__EXERCISE__. Once the line containing "# mark one dot per instance, written like column 239, row" is found in the records below, return it and each following line exactly, up to and including the line containing "Target: gable", and nothing else.

__SUPPLIED RECORDS__.
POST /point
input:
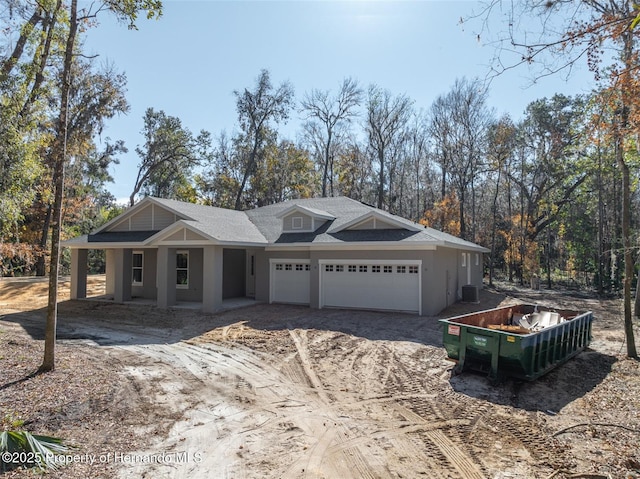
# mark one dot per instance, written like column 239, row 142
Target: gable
...
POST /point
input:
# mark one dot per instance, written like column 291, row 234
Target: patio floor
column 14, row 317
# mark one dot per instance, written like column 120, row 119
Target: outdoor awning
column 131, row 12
* * *
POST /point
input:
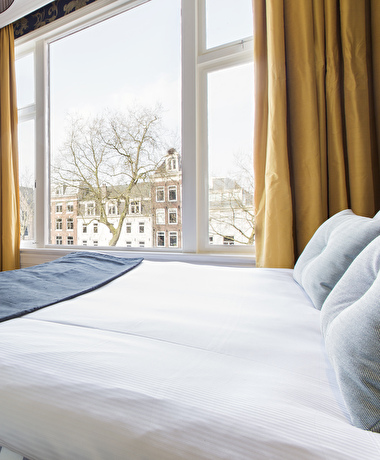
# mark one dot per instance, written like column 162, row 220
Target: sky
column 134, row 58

__RESPONSE TO THIS TASK__.
# mark one dot per instance, written like column 239, row 142
Target: gable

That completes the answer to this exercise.